• TASK GOAL:
In the data below, find the line containing "of the front", then set down that line and every later line up to and including the line containing "of the side", exactly.

• DATA EXTRACT:

-- -- --

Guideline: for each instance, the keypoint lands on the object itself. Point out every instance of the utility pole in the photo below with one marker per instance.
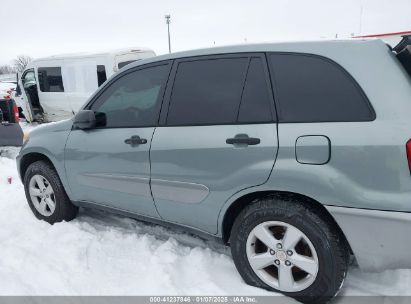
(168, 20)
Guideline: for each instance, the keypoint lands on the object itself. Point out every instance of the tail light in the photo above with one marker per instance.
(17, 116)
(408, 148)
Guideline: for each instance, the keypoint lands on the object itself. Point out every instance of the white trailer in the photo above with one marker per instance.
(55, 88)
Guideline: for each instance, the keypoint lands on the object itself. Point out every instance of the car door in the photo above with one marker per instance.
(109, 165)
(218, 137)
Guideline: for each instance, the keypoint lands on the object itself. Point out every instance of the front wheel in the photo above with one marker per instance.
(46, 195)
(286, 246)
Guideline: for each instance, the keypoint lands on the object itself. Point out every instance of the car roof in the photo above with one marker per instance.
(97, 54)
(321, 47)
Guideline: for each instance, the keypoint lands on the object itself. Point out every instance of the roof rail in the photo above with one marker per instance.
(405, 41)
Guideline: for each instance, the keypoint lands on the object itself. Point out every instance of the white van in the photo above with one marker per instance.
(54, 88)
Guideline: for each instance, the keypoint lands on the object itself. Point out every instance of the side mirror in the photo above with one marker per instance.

-- -- --

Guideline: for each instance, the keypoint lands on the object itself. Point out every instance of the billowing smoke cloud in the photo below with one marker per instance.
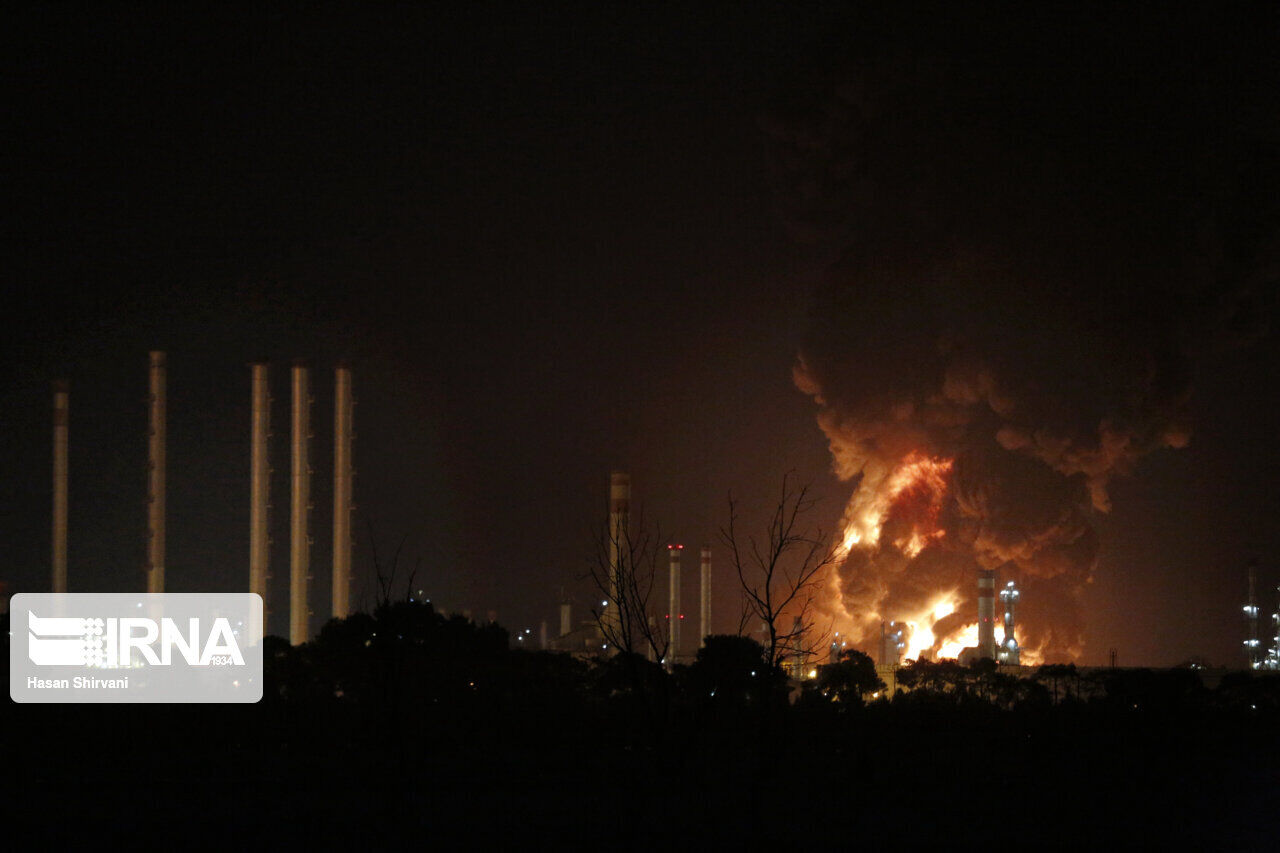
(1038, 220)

-- -- --

• EXERCISE ANSWER:
Guideline: for each instance, the keypoint lands on the object itself. Point out every instance of the front wheel in the photo above with one marker per instance.
(46, 195)
(286, 246)
Guideline: for each instance, the keypoint lands on the object itself. Point out every instance of the car roof in the photo above with one marker per instance.
(97, 54)
(321, 47)
Guideline: for each instance, the keypoint lands on the object itself. Point out every instance of the roof rail in the photo above with one marker per instance.
(405, 41)
Guideline: for each instance, the keypoint lands on the object itself. Point out every instance of the white van in the photo above with one marker per instance.
(54, 88)
Guideline: for each instance, the keypoint lands on the object itself. Point out every instance of the side mirror in the photo above with one marker per instance.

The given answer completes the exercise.